**TASK BRIEF**
The records below must be output exactly, with no images carried over.

**SOURCE RECORDS**
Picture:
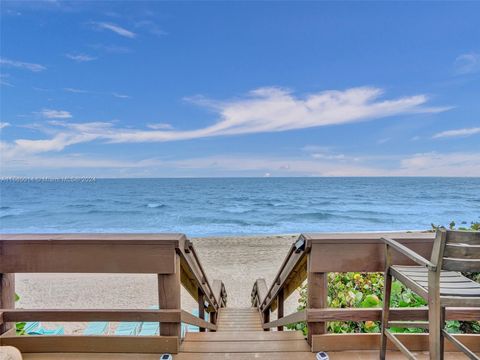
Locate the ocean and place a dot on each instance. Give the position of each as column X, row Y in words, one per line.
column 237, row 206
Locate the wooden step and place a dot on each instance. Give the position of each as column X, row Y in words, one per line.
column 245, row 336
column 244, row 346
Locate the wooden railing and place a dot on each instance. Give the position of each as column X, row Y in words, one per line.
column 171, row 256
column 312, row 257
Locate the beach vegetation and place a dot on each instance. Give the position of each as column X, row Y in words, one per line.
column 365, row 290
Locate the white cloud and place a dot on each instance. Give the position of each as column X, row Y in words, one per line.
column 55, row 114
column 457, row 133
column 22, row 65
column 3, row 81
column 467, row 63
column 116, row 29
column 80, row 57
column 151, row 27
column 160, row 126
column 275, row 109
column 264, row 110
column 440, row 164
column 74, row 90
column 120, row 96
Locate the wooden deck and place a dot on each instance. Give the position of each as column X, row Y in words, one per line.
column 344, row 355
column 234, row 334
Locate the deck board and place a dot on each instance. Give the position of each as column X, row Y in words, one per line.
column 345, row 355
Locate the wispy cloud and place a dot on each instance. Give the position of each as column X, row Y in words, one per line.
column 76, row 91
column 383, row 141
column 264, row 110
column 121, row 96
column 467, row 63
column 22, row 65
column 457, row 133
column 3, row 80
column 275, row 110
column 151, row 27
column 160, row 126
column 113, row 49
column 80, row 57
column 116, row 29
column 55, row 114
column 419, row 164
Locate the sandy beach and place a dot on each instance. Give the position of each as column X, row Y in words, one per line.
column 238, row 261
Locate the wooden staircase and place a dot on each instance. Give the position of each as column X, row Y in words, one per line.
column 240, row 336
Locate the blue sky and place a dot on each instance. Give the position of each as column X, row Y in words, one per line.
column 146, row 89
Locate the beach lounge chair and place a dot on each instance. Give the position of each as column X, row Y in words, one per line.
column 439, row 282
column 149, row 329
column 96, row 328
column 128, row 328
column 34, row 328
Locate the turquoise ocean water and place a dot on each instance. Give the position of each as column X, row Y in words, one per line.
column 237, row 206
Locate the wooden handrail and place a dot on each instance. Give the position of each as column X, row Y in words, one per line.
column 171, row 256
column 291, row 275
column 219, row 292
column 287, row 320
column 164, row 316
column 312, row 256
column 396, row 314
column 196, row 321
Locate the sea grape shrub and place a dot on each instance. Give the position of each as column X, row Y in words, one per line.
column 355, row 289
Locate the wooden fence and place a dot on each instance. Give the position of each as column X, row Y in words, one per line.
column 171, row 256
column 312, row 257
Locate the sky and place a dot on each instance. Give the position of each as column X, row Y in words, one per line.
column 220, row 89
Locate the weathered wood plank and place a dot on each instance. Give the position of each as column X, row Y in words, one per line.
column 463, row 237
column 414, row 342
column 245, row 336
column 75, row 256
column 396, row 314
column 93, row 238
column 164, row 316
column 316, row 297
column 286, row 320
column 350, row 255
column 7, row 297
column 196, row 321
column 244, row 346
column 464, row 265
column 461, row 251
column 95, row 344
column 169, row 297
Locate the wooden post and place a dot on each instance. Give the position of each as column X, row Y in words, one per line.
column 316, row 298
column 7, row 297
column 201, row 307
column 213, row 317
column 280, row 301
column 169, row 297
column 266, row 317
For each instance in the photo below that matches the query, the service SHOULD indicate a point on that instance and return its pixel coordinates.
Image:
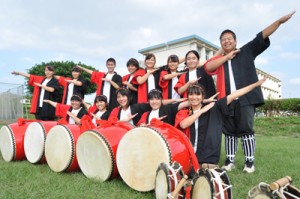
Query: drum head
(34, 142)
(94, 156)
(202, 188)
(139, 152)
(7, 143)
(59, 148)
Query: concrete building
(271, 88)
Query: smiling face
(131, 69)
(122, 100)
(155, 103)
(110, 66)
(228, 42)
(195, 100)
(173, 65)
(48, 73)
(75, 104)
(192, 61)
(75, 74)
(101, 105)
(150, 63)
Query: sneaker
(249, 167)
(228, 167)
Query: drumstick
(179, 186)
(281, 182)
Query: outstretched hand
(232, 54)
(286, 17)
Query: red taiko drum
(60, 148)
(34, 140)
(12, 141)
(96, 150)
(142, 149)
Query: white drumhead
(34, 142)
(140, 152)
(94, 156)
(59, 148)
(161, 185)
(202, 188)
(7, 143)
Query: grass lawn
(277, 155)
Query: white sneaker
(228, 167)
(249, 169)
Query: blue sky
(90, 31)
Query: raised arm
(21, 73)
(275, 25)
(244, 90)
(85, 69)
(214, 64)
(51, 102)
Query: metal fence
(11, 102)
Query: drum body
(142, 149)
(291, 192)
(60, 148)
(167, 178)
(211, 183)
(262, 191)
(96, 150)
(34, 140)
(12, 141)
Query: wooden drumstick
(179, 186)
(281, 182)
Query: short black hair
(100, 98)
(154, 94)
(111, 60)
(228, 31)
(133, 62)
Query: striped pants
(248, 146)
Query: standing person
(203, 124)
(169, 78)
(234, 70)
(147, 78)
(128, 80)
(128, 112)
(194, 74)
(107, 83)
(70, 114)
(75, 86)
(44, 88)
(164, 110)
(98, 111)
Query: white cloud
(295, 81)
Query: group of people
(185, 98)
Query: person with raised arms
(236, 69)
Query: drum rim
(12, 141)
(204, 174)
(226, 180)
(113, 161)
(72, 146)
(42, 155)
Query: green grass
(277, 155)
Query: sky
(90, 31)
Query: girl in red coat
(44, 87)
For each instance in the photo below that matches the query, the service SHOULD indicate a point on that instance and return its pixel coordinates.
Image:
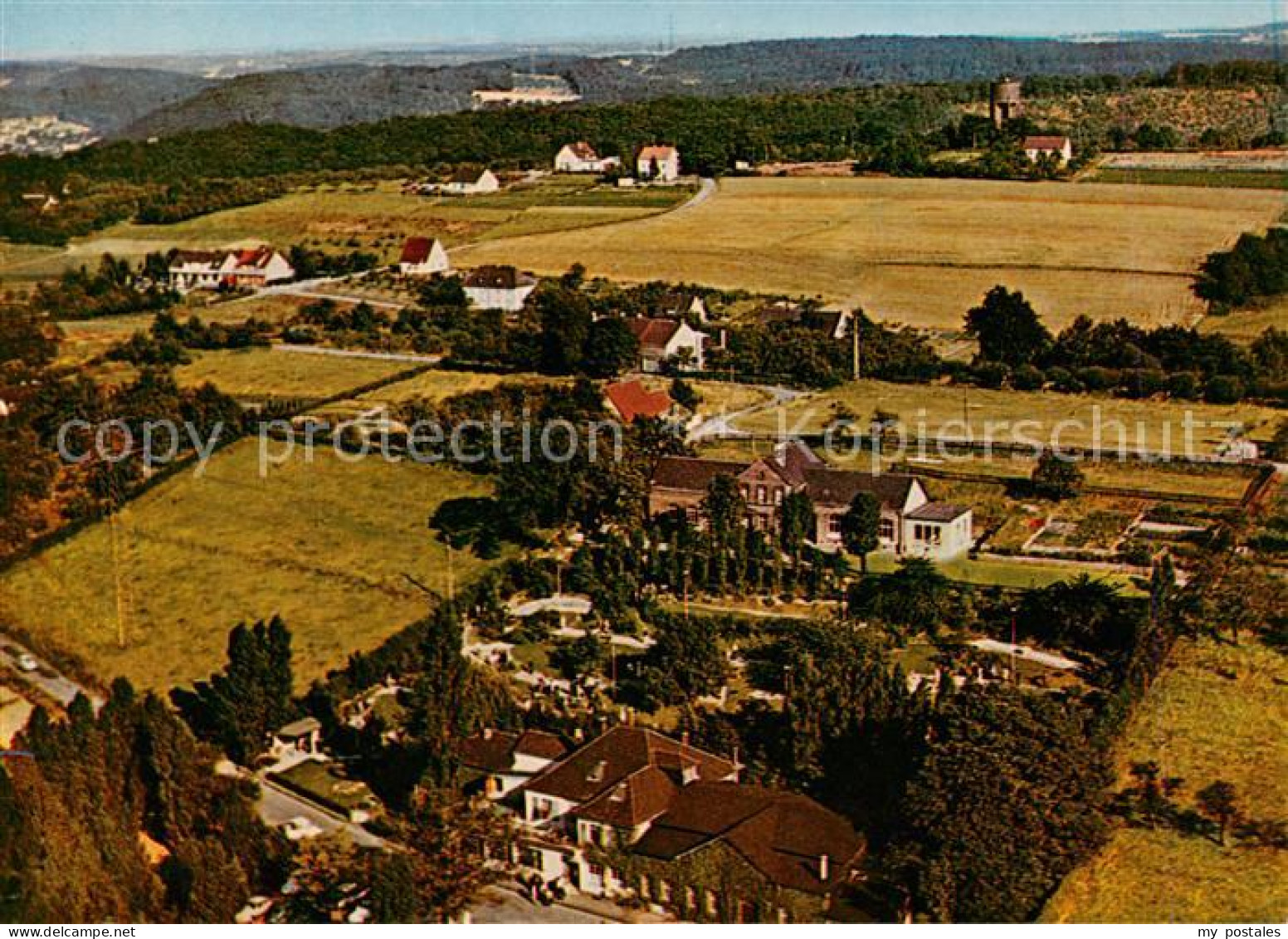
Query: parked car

**SOLUTION TO THIS EXERCISE**
Picture:
Locate the ocean and place a dot on each instance. Give the position of each as column X, row Y in words, one per line.
column 237, row 206
Locate the wooden step and place a dot on each instance. Give the position of each as column X, row Y in words, one per line.
column 245, row 336
column 244, row 346
Locate the wooden railing and place a dot on each instance. Give the position of each as column X, row Y in words, one per line.
column 171, row 256
column 312, row 257
Locate the beach vegetation and place a dot on each instance. Give the position of each as column X, row Y in words, one per line.
column 365, row 290
Locate the white cloud and place a dot on each instance. Give the position of each as column X, row Y in words, one per line.
column 55, row 114
column 457, row 133
column 22, row 65
column 3, row 81
column 467, row 63
column 116, row 29
column 80, row 57
column 151, row 27
column 160, row 126
column 275, row 109
column 264, row 110
column 440, row 164
column 74, row 90
column 120, row 96
Locate the wooden deck and place a dot on each instance. Give the position of each as column X, row Y in words, one per line.
column 344, row 355
column 234, row 334
Locate the deck board and place a dot on each instance. Give the position of each as column X, row Y in words, one per line.
column 345, row 355
Locate the wispy cloud and place a dot on each instance. Give the position of each as column X, row Y in words, one per line.
column 76, row 91
column 383, row 141
column 264, row 110
column 121, row 96
column 467, row 63
column 22, row 65
column 457, row 133
column 3, row 80
column 275, row 110
column 151, row 27
column 160, row 126
column 113, row 49
column 80, row 57
column 116, row 29
column 55, row 114
column 419, row 164
Locate the sandy beach and place a dot on each instance. Give the position of each as column X, row Y in words, one per line.
column 238, row 261
Locate the wooden staircase and place a dot on each instance. Give the position of each as column X, row Y in words, one per line.
column 240, row 336
Locate the blue sky and place a dot on each instance. Give the position of each as column X, row Y in words, one per line.
column 146, row 89
Locate the beach lounge chair and place a dot on each instance. Give the position of each as column X, row Y in words, one per line.
column 439, row 282
column 149, row 329
column 96, row 328
column 128, row 328
column 34, row 328
Locate the turquoise ocean water and place a dot on each instance. Give the position of each as column X, row Y in words, one per line.
column 237, row 206
Locate the wooden handrail and place a dot on each instance. Give the position of each as column X, row Y in words, one per line.
column 171, row 256
column 291, row 275
column 219, row 292
column 287, row 320
column 164, row 316
column 312, row 256
column 396, row 314
column 196, row 321
Locate the sea grape shrub and place a dot on each instance. Give the position of each as column X, row Y in words, one per line.
column 355, row 289
Locate the wooden fence and place a dot on each instance. Give the position of each as column X, row Y in words, one per line.
column 171, row 256
column 312, row 257
Locate the sky and place a dot on each instance. Give the position of each as column X, row Y in words, one per line.
column 220, row 89
Locate the weathered wood plank and place a dot on each instance. Give the position of each as column X, row Y in words, one per line.
column 463, row 237
column 414, row 342
column 245, row 336
column 75, row 256
column 396, row 314
column 93, row 238
column 164, row 316
column 316, row 297
column 286, row 320
column 350, row 255
column 7, row 297
column 196, row 321
column 244, row 346
column 464, row 265
column 461, row 251
column 95, row 344
column 169, row 297
Locate the wooden post and place a dot on each instance. Give the position of each as column X, row Y in words, one per line.
column 316, row 298
column 7, row 297
column 201, row 307
column 213, row 317
column 280, row 301
column 169, row 297
column 266, row 317
For each instance in the photo below that matches the query, the service SHOULD indicate a point on that instance and return its pixel coordinates.
Image:
Query: drum head
(34, 142)
(94, 156)
(202, 188)
(139, 152)
(7, 143)
(59, 148)
Query: concrete building
(271, 88)
Query: smiling face
(131, 69)
(122, 100)
(155, 103)
(110, 66)
(228, 42)
(195, 100)
(173, 65)
(48, 73)
(75, 104)
(192, 61)
(75, 74)
(101, 105)
(150, 63)
Query: sneaker
(249, 167)
(228, 167)
Query: drumstick
(179, 186)
(281, 182)
Query: outstretched hand
(232, 54)
(286, 17)
Query: red taiko drum
(60, 148)
(34, 140)
(12, 141)
(96, 150)
(142, 149)
Query: white drumhead
(34, 142)
(140, 152)
(94, 156)
(59, 148)
(161, 185)
(202, 188)
(7, 143)
Query: grass lawn
(277, 155)
Query: white sneaker
(228, 167)
(249, 169)
Query: blue sky
(90, 31)
Query: raised arm
(21, 73)
(275, 25)
(244, 90)
(85, 69)
(214, 64)
(51, 102)
Query: metal fence
(11, 102)
Query: drum body
(142, 149)
(291, 192)
(60, 148)
(167, 178)
(211, 183)
(262, 191)
(96, 150)
(34, 140)
(12, 141)
Query: wooden drumstick
(179, 186)
(281, 182)
Query: short black hair
(100, 98)
(154, 94)
(111, 60)
(228, 31)
(133, 62)
Query: striped pants
(248, 146)
Query: standing person
(203, 124)
(169, 78)
(234, 70)
(147, 78)
(128, 80)
(128, 112)
(194, 74)
(107, 83)
(70, 114)
(75, 86)
(44, 88)
(164, 110)
(98, 111)
Query: white cloud
(295, 81)
Query: group of people
(185, 98)
Query: person with raised arms
(236, 69)
Query: drum rim
(12, 141)
(204, 174)
(226, 180)
(113, 161)
(72, 146)
(42, 155)
Query: green grass
(277, 155)
Query: sky
(90, 31)
Query: girl in red coat
(44, 87)
For each instance in the photo below that matches the query, the service SHOULD indicate a point on that instance and return its pixel coordinates.
Image:
Query: parked car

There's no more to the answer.